[Records contained in a dataset]
'''

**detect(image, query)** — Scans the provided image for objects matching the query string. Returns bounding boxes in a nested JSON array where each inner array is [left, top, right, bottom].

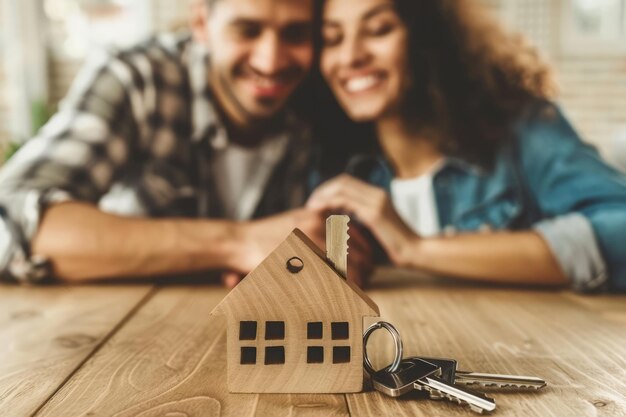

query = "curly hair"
[[315, 0, 557, 171], [395, 0, 556, 164]]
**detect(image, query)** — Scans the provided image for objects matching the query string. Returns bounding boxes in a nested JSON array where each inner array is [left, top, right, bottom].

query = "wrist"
[[224, 221, 250, 271], [395, 234, 423, 268]]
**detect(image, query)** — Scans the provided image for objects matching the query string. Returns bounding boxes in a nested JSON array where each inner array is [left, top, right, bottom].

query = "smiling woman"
[[310, 0, 626, 292], [321, 1, 410, 123], [320, 0, 555, 165]]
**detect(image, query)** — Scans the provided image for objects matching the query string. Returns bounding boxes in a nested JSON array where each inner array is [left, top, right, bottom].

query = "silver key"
[[419, 357, 547, 390], [371, 358, 496, 414]]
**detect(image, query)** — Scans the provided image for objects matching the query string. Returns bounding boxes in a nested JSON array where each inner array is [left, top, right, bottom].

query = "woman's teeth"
[[344, 75, 381, 93]]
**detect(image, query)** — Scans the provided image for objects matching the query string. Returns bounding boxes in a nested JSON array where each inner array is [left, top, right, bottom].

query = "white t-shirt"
[[211, 135, 289, 220], [390, 161, 444, 237]]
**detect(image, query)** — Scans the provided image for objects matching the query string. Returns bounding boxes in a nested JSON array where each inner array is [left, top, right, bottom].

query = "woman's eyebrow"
[[361, 3, 395, 21], [323, 3, 395, 26]]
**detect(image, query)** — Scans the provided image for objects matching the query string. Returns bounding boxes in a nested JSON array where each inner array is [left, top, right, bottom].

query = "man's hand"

'''

ACTIVITY -> A verbatim copy of every entry above, with no pictures, is the expected output.

RESULT FOR THIS EXERCISE ->
**detect(image, query)** — Scans the provided image for objects matching the query string. Returns bounding boxes in a nested JSON array where each inner array is [left, top, right, bottom].


query = "curly hair"
[[315, 0, 557, 171], [395, 0, 556, 164]]
**detect(image, query)** — Scans the provided image for objects matching the query string. Returns bounding boxes in a nested JSON array where each inner array is [left, top, right, bottom].

query = "wrist"
[[224, 221, 250, 271], [395, 234, 423, 268]]
**detect(image, query)** — Scans the provided image for objects matching the query string. Returns bounding boxes in a nested JSON array where each inner array is [left, top, right, bottom].

query = "smiling woman"
[[310, 0, 626, 292], [321, 1, 410, 123], [320, 0, 555, 165]]
**detect(image, query)** — Scans the provided image for objects matching the query string. Returns bounding boxes in a nested JSON array where each inner array is [left, top, right, bottom].

query = "silver key"
[[419, 357, 547, 390], [371, 358, 496, 414]]
**detect(image, query)** — Scans the provided image for objects matching the query string. Returns bounding boxes in a nested JSON array where each inner array is [left, top, right, bottom].

query = "woman's teeth"
[[344, 75, 381, 93]]
**detect(image, query)** — Scans the provided image for objects matching the query string. Returns bounding boxes in a nested JSON array where each inner array is [left, top, right, bottom].

query = "white t-shirt"
[[211, 135, 289, 220], [390, 161, 444, 237]]
**detect(image, query)** — Scans the provided image for objects matching the query string. Returns bounding boxes in a nested JSON array where each inner array is [left, top, right, bottom].

query = "woman's eyebrow"
[[361, 3, 395, 21], [323, 3, 395, 26]]
**detect(image, query)** — Scans the provided image for objects matching the query string. Returns bounding boxes in a nested JSON array where each inner array is [left, top, right, bottom].

query = "man's hand"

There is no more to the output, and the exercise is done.